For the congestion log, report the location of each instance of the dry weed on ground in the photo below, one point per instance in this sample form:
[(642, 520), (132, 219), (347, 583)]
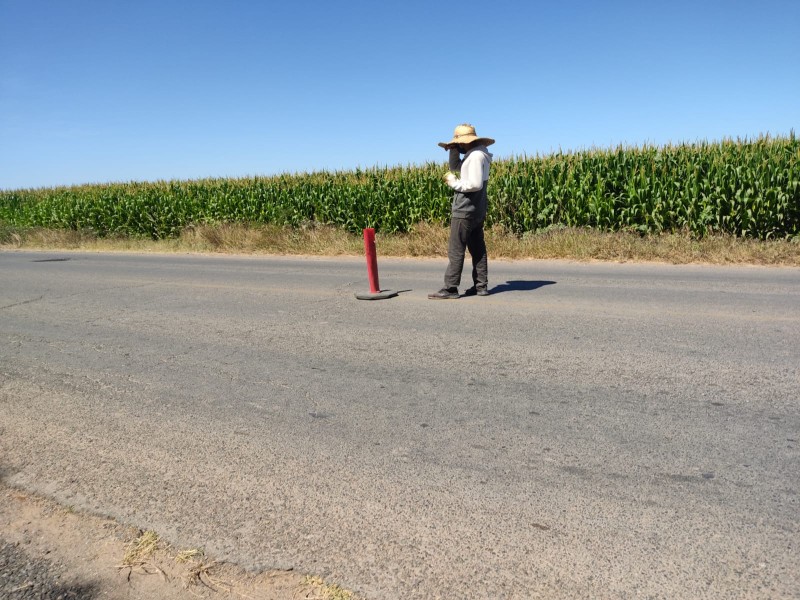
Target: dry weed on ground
[(82, 555)]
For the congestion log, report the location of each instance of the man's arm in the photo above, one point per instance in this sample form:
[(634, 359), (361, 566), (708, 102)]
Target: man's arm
[(471, 178)]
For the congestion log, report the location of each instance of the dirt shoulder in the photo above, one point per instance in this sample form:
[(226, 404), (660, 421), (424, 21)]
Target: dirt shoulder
[(48, 551)]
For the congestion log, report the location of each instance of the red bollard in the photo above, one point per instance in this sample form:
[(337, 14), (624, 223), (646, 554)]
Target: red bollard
[(375, 292), (372, 260)]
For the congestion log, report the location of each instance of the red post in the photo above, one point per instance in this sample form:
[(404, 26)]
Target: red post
[(372, 260)]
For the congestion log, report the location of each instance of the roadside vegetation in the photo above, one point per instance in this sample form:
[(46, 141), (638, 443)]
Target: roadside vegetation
[(724, 202)]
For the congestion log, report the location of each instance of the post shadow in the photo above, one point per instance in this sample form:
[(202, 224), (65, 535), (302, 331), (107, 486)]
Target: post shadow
[(519, 285)]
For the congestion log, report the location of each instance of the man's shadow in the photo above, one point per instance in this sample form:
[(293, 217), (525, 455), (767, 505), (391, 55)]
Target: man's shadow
[(519, 286)]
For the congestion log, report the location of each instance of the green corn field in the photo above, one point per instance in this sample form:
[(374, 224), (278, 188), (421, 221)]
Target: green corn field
[(747, 188)]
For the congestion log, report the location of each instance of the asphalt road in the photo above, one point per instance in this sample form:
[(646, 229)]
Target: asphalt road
[(588, 430)]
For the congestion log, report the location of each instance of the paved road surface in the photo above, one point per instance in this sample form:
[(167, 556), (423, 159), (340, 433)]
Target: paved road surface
[(588, 430)]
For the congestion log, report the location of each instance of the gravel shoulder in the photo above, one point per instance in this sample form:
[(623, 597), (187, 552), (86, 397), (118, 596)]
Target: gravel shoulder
[(52, 552)]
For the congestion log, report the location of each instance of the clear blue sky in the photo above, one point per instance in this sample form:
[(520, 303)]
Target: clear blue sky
[(108, 90)]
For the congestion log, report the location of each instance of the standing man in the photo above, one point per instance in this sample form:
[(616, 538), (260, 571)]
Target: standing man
[(468, 177)]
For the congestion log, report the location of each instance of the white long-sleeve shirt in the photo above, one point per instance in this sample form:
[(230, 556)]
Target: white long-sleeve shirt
[(474, 169)]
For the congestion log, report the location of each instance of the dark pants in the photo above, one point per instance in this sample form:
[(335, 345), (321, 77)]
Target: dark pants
[(466, 234)]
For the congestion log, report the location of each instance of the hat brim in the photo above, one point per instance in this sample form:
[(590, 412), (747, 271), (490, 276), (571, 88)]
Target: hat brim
[(467, 139)]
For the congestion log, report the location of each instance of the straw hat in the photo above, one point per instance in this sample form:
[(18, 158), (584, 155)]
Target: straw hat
[(465, 134)]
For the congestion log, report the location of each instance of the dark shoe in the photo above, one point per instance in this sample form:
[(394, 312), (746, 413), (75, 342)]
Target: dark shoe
[(473, 291), (444, 294)]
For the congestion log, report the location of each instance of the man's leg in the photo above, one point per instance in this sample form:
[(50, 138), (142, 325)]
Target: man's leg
[(456, 247), (477, 250)]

■ **任务说明**
请把从包含“of the white”的那一行到包含“[(465, 134)]”的那一行原样照抄一遍，首尾两行都算在内。

■ **书面解答**
For the congestion log, report the location of each instance of the white long-sleeve shirt in the photo above, one point per instance in this sample form:
[(230, 556)]
Target: white long-sleeve shirt
[(474, 169)]
For the congestion log, report the location of each instance of the dark pants in the photo above, one point per instance in this sample form:
[(335, 345), (321, 77)]
Target: dark pants
[(466, 234)]
For the congestion log, report the location of each instance of the hat brim in the photo above, one point per instance in this sample form:
[(590, 412), (747, 271), (490, 276), (571, 88)]
Target: hat brim
[(467, 139)]
For the congestion log, report the location of each instance of the straw hat in the photo above, one point per instance in this sample form:
[(18, 158), (584, 155)]
Target: straw hat
[(465, 134)]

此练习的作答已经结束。